__TASK INPUT__

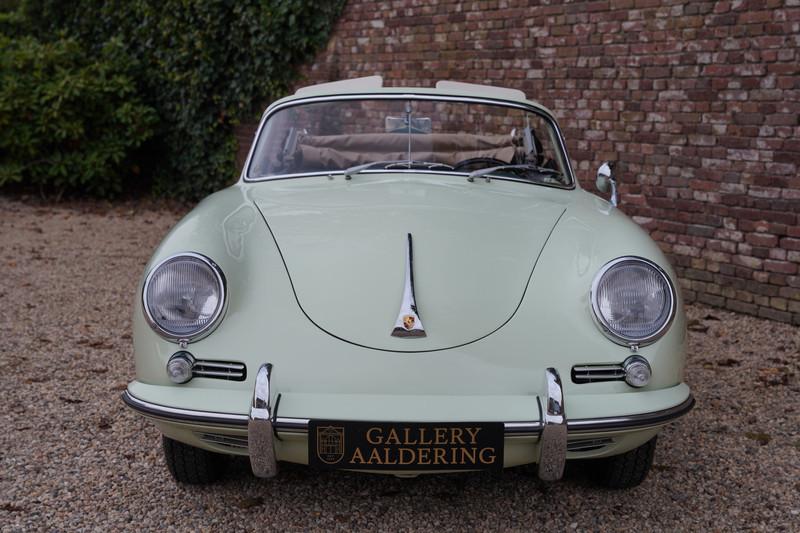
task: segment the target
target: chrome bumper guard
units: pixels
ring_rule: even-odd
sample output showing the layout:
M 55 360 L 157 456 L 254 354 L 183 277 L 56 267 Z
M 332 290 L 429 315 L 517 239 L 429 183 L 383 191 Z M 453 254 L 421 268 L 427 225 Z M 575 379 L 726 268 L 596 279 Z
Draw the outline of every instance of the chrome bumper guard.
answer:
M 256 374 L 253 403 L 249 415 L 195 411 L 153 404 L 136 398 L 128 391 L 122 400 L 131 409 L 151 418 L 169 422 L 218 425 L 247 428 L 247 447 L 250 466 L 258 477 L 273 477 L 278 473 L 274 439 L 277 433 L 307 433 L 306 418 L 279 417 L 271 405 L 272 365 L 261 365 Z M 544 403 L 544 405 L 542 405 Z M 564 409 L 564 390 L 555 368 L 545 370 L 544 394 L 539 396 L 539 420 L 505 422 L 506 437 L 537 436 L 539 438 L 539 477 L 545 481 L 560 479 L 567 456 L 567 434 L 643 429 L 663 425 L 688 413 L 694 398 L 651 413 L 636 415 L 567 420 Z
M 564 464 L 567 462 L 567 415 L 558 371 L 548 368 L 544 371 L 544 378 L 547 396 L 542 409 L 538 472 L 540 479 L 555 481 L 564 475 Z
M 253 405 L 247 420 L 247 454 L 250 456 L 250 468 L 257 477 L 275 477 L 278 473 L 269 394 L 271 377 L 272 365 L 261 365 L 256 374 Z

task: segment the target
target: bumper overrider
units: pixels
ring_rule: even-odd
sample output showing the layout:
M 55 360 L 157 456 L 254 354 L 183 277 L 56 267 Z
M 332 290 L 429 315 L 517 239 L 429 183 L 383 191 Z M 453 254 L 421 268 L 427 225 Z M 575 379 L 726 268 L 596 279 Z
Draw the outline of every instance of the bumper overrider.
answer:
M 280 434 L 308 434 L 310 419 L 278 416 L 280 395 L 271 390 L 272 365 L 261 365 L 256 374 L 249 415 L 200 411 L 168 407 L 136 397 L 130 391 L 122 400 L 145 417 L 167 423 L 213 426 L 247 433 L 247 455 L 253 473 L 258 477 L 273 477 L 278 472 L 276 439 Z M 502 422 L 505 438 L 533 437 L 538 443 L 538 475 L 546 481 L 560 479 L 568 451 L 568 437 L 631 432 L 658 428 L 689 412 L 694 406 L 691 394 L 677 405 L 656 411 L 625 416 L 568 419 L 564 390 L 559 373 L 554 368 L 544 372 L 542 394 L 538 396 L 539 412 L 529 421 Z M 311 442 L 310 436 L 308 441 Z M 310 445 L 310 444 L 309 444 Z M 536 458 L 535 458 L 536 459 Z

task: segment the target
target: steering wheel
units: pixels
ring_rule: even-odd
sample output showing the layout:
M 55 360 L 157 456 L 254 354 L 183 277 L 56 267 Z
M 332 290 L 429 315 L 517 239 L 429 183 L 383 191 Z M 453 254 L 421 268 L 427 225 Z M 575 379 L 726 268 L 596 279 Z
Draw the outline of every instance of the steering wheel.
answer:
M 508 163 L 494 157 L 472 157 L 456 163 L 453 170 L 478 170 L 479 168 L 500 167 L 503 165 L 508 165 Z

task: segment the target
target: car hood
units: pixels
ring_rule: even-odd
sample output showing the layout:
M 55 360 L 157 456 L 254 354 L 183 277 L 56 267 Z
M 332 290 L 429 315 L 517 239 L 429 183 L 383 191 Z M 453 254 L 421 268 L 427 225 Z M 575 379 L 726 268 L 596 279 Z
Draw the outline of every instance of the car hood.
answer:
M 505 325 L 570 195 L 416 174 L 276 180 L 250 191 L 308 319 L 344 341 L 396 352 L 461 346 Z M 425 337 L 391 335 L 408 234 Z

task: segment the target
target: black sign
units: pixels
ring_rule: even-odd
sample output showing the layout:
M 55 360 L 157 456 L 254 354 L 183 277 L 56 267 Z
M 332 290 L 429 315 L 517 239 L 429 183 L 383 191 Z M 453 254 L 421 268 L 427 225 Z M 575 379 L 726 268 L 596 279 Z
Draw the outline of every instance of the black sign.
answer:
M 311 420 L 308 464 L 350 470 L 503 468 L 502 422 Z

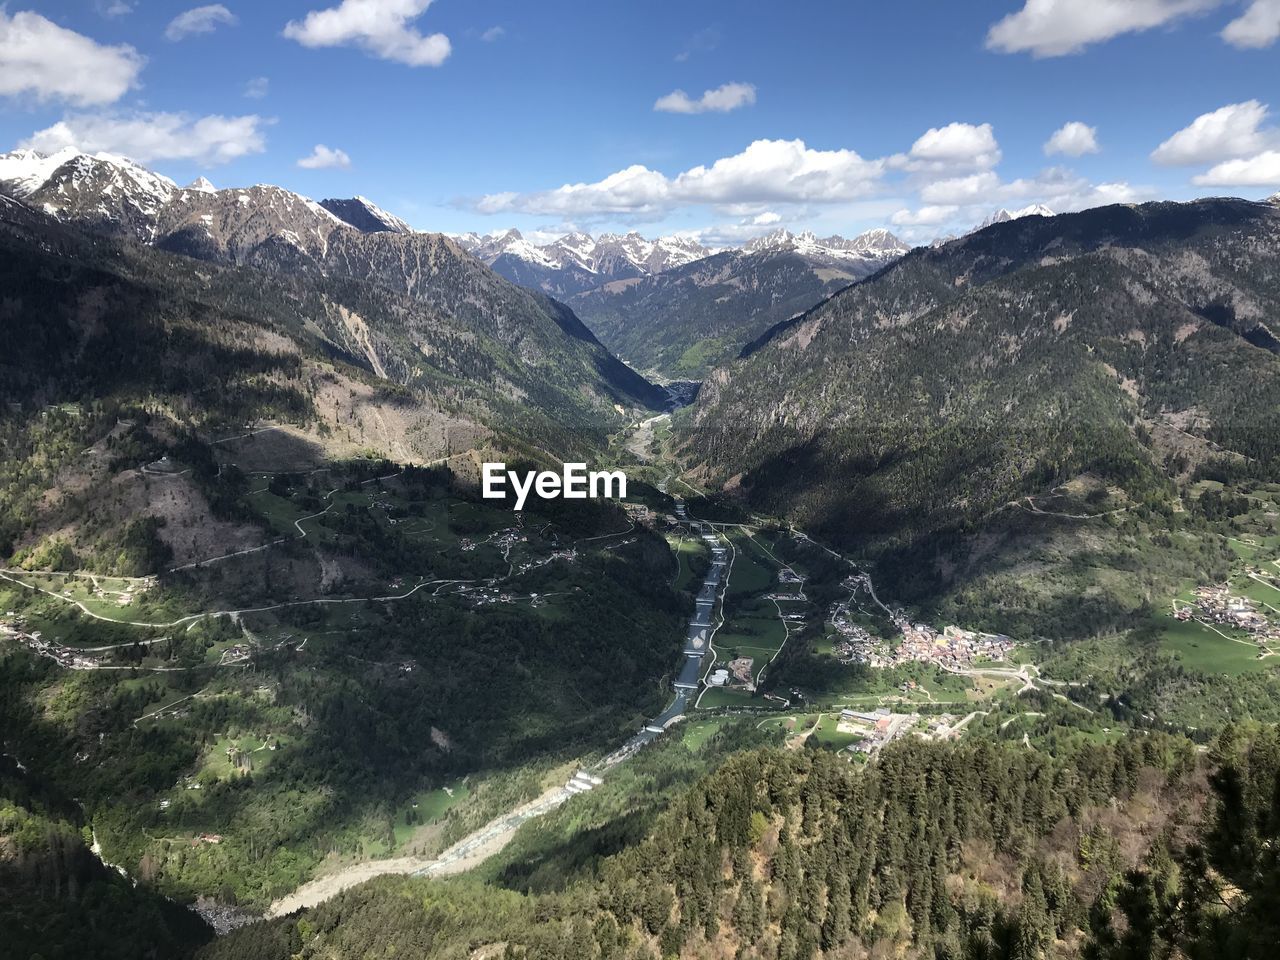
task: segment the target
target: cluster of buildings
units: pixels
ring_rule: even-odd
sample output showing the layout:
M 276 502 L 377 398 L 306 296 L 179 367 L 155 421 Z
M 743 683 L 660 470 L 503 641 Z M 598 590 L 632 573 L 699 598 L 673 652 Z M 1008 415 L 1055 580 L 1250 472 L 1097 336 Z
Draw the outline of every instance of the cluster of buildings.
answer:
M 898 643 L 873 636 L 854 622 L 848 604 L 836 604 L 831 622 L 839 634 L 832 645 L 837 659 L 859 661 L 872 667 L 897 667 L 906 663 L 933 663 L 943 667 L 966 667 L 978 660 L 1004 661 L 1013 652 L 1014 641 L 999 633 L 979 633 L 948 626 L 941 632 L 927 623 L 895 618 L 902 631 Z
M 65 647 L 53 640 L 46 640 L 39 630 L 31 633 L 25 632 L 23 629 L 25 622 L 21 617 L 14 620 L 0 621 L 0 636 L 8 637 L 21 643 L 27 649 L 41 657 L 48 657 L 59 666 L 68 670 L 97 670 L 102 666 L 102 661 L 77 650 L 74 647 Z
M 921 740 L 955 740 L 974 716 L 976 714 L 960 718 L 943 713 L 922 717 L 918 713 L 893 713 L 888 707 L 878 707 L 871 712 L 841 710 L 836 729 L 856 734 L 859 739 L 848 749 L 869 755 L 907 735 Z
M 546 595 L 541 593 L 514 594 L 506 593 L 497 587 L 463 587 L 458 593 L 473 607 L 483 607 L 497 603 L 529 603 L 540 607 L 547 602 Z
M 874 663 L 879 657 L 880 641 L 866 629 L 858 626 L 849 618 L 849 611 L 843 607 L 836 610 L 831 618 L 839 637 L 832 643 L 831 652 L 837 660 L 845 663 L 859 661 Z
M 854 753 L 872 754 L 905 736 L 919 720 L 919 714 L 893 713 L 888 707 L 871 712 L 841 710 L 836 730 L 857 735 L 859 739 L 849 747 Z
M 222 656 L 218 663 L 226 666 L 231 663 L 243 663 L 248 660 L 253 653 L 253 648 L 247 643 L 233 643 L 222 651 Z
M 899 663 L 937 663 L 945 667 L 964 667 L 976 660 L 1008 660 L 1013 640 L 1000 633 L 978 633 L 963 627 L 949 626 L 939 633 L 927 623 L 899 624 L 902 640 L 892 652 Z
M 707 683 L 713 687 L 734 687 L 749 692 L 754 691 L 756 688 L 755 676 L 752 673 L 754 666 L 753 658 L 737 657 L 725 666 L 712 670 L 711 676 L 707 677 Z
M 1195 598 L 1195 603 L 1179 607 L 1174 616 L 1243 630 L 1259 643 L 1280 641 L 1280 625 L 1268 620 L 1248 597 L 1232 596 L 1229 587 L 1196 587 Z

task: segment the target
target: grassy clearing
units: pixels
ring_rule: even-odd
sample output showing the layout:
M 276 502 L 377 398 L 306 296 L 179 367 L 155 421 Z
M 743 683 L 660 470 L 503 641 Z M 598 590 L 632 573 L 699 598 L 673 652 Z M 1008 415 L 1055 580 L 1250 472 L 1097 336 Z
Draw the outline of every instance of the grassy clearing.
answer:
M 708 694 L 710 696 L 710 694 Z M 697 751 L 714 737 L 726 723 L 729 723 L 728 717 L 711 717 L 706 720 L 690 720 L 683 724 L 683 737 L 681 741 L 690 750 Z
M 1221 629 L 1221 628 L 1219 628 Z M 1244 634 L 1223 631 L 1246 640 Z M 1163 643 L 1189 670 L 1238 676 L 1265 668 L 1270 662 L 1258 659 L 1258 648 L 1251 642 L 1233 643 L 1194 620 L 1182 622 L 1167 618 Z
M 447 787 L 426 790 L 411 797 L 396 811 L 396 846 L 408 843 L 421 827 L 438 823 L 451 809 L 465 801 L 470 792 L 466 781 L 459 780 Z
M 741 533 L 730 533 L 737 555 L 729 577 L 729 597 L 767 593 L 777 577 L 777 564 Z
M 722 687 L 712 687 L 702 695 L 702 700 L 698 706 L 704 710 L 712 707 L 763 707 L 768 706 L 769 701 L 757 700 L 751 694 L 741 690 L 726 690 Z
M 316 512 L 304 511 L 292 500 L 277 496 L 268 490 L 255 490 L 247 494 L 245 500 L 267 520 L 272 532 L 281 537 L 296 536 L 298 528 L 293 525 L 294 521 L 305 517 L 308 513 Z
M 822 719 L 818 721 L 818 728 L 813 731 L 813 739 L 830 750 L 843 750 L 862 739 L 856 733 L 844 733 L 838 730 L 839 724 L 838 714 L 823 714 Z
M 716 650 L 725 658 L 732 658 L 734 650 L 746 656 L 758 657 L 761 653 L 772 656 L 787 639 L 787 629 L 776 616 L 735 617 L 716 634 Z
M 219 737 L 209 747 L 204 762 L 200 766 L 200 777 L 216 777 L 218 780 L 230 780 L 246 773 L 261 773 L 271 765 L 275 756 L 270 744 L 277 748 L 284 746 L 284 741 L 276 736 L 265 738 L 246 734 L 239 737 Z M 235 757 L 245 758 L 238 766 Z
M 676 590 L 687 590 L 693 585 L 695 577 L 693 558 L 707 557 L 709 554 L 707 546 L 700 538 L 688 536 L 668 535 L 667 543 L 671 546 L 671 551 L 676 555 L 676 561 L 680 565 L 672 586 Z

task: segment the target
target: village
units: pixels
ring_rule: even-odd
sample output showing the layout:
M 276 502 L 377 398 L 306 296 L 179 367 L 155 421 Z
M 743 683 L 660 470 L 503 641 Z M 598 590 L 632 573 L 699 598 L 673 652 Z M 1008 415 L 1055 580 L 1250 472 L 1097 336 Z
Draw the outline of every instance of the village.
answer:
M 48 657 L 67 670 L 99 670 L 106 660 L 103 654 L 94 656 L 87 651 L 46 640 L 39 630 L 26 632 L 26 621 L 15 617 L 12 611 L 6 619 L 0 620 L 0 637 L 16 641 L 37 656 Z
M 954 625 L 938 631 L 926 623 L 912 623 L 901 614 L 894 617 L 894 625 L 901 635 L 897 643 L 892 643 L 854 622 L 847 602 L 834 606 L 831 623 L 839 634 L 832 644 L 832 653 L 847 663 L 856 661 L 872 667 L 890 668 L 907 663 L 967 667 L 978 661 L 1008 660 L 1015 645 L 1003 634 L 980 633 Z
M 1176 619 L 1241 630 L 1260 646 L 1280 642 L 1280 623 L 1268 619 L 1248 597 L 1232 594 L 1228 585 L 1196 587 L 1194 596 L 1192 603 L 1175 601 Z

__TASK INSTRUCTIONS__
Copy each line of the listing that holds the word "cluster".

__PROBLEM SOLUTION__
target: cluster of buildings
Draw the outline of every instance of the cluster of buildings.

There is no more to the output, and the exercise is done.